Quedaría por examinar si el hombre debe negarse; la cuestión es legítima pero no será examinada. Se postulará que tenemos razón de querer vivir.
Discusión
E. Durkheim: Ante todo debo exponer brevemente la dificultad en que me encuentro. Al aceptar tractar ex-abrupto una cuestión tan general como la que se anuncia en la segunda parte del programa que se os ha distribuido, debo violentar un poco mi método habitual y mi acostumbrada manera de proceder. Ciertamente, en el curso que prosigo desde hace cuatro años en la Sorbona , sobre la ciencia de las costumbres, teórica y aplicada, no temo abordar esta cuestión; solamente que mientras que en los libros clásicos es ella la que se aborda en primer lugar, yo no la encuentro sino al fin de la investigación. No trato de explicar las características generales del hecho moral, sino después de haber pasado cuidadosamente revista al detalle de las reglas morales (moral doméstica, moral profesional, moral cívica, moral contractual), después de haber mostrado las causas que les han dado nacimiento y las funciones que desempeñan, en la medida en que los datos de la ciencia lo permiten actualmente. Recojo así, en el camino, muchas nociones que se desprenden directamente del estudio de los hechos morales, y, cuando llego a plantear el problema general, su solución ya está preparada: se apoya en realidades concretas, y en la mente que está ejercitada en ver las cosas desde el punto de vista que le conviene. Por eso, al exponer aquí mis ideas sin hacerlas preceder de un sistema de pruebas, me veo obligado a producirlas un poco desarmadas, y a menudo deberé reemplazar la demostración científica, que es imposible desarrollar aquí, por una argumentación puramente dialéctica.

# INFORMACIÓN SUMINISTRADA:
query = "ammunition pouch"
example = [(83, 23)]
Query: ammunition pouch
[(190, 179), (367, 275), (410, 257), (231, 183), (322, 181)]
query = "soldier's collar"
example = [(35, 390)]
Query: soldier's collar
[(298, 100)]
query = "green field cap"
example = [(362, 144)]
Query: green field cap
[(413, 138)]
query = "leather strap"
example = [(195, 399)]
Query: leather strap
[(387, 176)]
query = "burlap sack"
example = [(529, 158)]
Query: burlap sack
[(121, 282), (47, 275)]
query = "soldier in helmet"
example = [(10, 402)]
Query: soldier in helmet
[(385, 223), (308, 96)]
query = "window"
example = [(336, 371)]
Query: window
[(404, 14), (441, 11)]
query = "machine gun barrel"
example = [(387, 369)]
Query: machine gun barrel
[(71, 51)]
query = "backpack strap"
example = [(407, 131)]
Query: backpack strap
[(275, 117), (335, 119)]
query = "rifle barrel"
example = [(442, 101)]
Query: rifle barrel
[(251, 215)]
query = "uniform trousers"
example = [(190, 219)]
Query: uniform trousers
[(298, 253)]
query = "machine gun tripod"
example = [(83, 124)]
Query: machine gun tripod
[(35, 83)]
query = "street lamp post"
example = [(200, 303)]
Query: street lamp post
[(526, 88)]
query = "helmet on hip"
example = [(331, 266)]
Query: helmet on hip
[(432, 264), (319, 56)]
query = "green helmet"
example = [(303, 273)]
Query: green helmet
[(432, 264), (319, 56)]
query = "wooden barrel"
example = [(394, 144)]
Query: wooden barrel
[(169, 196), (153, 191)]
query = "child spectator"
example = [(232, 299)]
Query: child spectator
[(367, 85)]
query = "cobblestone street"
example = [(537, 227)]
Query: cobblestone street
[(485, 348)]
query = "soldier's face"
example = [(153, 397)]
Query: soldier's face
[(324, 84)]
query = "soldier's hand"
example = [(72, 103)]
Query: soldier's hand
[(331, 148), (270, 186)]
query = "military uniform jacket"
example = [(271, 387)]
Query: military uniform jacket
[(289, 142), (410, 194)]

# TAREAS POR REALIZAR:
A) Enumera los tipos de moral que, según el extracto sobre la ciencia de las costumbres, se revisan en detalle antes de explicar las características generales del hecho moral.
B) Prosigue, por favor, el extracto sobre la ciencia de las costumbres a partir de su última oración.

# RESULTADOS POR TAREA:
A)
- Moral doméstica
- Moral profesional
- Moral cívica
- Moral contractual

B)
Pero creo que entre personas de buena fe, la dialéctica jamás es cosa vana, sobre todo en este dominio moral, donde a pesar de todos los hechos que se puedan reunir, las hipótesis conservan siempre un lugar importante. Además me ha tentado el aspecto pedagógico de la cuestión; creo que desde este punto de vista las ideas que voy a exponer pueden encontrar un lugar en la enseñanza de la moral, enseñanza que actualmente está lejos de tener la vida y la acción que serían deseables.
I
La realidad moral se nos presenta bajo dos aspectos diferentes, que es necesario distinguir claramente: el aspecto objetivo y el aspecto subjetivo. Para cada pueblo en un momento determinado de su historia, existe una moral, y en nombre de esa moral reinante los tribunales condenan y la opinión juzga. Para un grupo dado, hay cierta moral muy definida. Postulo, pues, apoyándome en los hechos, que hay una moral común, general a todos los hombres que pertenecen a una colectividad.
Ahora, fuera de esa moral, hay una multitud de otras, una multitud indefinida. En efecto, cada individuo, cada conciencia moral, expresa la moral común a su manera; cada individuo, la comprende, la ve bajo una luz diferente; ninguna conciencia es quizás enteramente adecuada a la moral de su tiempo, y podríamos decir que, en cierta manera, no hay conciencia moral que no sea inmoral por ciertos aspectos.
Bajo la influencia del medio, de la educación, de la herencia, cada conciencia ve las reglas morales bajo una luz particular; tal individuo sentirá vivamente las reglas de moral cívica, y débilmente las reglas de moral doméstica, o a la inversa. Tal otro tendrá el sentimiento profundo del respeto por los contratos, de la justicia, pero no tendrá sino una representación pálida e ineficaz de los deberes de la caridad. Hasta los aspectos más esenciales de la moral son advertidos de distinta manera por las diferentes conciencias.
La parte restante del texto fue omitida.